#### [What you have to do]
Return all of the entries exactly as written.
--- Begin Data extract ---
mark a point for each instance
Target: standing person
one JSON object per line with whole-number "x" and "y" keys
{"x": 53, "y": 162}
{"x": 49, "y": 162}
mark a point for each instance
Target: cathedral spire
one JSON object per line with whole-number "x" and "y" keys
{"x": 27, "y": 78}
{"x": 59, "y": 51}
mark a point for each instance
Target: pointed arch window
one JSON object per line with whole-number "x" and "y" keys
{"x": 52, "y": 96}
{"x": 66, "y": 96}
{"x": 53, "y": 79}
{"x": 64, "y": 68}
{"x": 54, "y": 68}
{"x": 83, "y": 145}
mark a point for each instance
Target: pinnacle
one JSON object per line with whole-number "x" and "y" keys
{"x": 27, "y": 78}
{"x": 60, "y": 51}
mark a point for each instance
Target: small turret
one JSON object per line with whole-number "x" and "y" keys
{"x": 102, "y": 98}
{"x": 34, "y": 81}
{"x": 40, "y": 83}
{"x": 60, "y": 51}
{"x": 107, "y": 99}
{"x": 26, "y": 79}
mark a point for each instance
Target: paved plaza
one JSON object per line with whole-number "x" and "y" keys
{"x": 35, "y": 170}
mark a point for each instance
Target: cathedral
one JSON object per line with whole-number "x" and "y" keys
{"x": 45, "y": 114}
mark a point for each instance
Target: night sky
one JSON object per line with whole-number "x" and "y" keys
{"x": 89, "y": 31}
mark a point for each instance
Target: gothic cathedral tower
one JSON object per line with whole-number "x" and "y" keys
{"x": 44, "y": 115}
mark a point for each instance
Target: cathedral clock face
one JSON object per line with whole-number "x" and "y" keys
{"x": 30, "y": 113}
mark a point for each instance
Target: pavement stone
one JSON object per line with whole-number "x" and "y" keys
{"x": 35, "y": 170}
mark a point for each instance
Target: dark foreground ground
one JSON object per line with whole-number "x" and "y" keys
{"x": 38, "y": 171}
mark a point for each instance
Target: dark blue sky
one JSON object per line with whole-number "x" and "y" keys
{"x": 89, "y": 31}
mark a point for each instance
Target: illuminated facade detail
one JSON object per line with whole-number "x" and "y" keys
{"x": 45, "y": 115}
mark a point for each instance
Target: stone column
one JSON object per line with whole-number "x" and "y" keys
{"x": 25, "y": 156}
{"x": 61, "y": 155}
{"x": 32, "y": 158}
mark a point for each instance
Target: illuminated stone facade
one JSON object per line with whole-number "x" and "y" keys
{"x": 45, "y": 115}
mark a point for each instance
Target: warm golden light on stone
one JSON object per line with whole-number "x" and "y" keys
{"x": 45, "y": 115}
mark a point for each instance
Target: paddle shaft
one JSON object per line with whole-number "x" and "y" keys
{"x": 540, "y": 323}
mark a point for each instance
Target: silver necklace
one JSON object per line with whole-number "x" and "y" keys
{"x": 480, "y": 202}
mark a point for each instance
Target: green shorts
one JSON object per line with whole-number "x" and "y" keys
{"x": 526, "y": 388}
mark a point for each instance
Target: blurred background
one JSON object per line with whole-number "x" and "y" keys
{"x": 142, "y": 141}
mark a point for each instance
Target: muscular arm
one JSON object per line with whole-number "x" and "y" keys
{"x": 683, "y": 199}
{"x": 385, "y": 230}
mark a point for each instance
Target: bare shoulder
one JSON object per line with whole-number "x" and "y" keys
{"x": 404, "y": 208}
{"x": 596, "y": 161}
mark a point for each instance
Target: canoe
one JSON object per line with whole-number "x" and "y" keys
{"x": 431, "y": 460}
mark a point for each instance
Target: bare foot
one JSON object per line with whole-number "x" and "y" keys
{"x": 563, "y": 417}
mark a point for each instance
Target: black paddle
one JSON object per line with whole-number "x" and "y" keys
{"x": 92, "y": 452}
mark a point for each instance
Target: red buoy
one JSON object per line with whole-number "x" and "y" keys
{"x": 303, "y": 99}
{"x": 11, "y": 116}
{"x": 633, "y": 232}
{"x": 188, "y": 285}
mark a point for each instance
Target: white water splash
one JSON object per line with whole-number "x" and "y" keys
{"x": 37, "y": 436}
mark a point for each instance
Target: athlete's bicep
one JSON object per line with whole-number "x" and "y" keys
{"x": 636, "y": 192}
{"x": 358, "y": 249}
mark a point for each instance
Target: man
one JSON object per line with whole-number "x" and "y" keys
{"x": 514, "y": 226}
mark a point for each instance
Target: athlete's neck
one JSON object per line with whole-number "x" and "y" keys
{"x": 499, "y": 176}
--- End Data extract ---
#### [Solution for this problem]
mark a point for each instance
Target: standing person
one JSON object per line with whole-number "x" and "y" keys
{"x": 53, "y": 162}
{"x": 49, "y": 162}
mark a point for each instance
Target: cathedral spire
one JSON object per line with whole-number "x" and "y" keys
{"x": 27, "y": 78}
{"x": 59, "y": 51}
mark a point for each instance
Target: pointed arch window
one JSON object per line with whole-number "x" and "y" keys
{"x": 52, "y": 96}
{"x": 66, "y": 96}
{"x": 53, "y": 79}
{"x": 64, "y": 68}
{"x": 54, "y": 68}
{"x": 83, "y": 145}
mark a point for each instance
Target: pinnacle
one JSON object per line with whole-number "x" and "y" keys
{"x": 27, "y": 78}
{"x": 60, "y": 51}
mark a point for each instance
Target: small turret
one JSON object per line with whole-number "x" and "y" keys
{"x": 102, "y": 98}
{"x": 34, "y": 81}
{"x": 40, "y": 83}
{"x": 60, "y": 51}
{"x": 107, "y": 99}
{"x": 26, "y": 79}
mark a point for each instance
Target: paved plaza
one JSON object per line with whole-number "x" and "y" keys
{"x": 35, "y": 170}
mark a point for each instance
Target: cathedral
one JSON object per line with whole-number "x" and "y" keys
{"x": 45, "y": 114}
mark a point for each instance
Target: night sky
one JSON object per line with whole-number "x" and "y" keys
{"x": 89, "y": 31}
mark a point for each instance
Target: gothic cathedral tower
one JSON object per line with whole-number "x" and "y" keys
{"x": 44, "y": 115}
mark a point for each instance
Target: cathedral clock face
one JSON object per line with whole-number "x" and "y" keys
{"x": 30, "y": 113}
mark a point for each instance
Target: pavement stone
one JSON object per line with whole-number "x" and "y" keys
{"x": 35, "y": 170}
mark a point for each instance
Target: dark foreground ground
one JSON object per line with whole-number "x" and "y" keys
{"x": 38, "y": 171}
mark a point for each instance
Target: dark blue sky
one JSON object per line with whole-number "x" and "y" keys
{"x": 89, "y": 31}
mark a point for each instance
Target: illuminated facade detail
one JSON object per line with whole-number "x" and "y" keys
{"x": 45, "y": 115}
mark a point for each instance
Target: stone column
one JSON object per line with whole-number "x" and "y" keys
{"x": 25, "y": 156}
{"x": 61, "y": 155}
{"x": 32, "y": 158}
mark a point for each instance
Target: illuminated stone facade
one JSON object per line with whole-number "x" and "y" keys
{"x": 45, "y": 115}
mark a point for each instance
Target: warm golden light on stone
one JSON object per line with whole-number "x" and "y" keys
{"x": 45, "y": 115}
mark a point for each instance
Target: paddle shaft
one JSON object per line with whole-number "x" and "y" keys
{"x": 540, "y": 323}
mark a point for each instance
Target: silver necklace
one JSON object per line with whole-number "x" and "y" keys
{"x": 480, "y": 202}
mark a point for each instance
Target: green shorts
one JSON object per line with whole-number "x" and "y" keys
{"x": 526, "y": 388}
mark a point for each instance
Target: blurred background
one JSON object per line with whole-number "x" and "y" keys
{"x": 142, "y": 141}
mark a point for each instance
Target: muscular arm
one JSON object per line with whole-number "x" and "y" keys
{"x": 683, "y": 199}
{"x": 385, "y": 230}
mark a point for each instance
Target: bare shoulder
one JSON object per line with whole-number "x" and "y" keys
{"x": 404, "y": 208}
{"x": 596, "y": 161}
mark a point for each instance
Target: canoe
one JSON object per line with whole-number "x" and "y" keys
{"x": 431, "y": 460}
mark a point for each instance
Target: bare foot
one JSON object per line with whole-number "x" and "y" keys
{"x": 563, "y": 417}
mark a point for each instance
Target: black paddle
one JSON object per line with whole-number "x" and "y" keys
{"x": 92, "y": 452}
mark a point for each instance
Target: red buoy
one JSON object per line with whole-number "x" and "y" keys
{"x": 303, "y": 99}
{"x": 11, "y": 116}
{"x": 633, "y": 232}
{"x": 188, "y": 285}
mark a point for each instance
Target: white water splash
one JSON object per line with whole-number "x" and "y" keys
{"x": 37, "y": 436}
mark a point for each instance
Target: athlete's bicep
one JSON object per line with whole-number "x" and "y" keys
{"x": 636, "y": 192}
{"x": 358, "y": 249}
mark a point for each instance
Target: man
one JSON object per line with whole-number "x" and "y" keys
{"x": 514, "y": 226}
mark a point for each instance
Target: athlete's neck
one JSON object per line with whole-number "x" and "y" keys
{"x": 499, "y": 176}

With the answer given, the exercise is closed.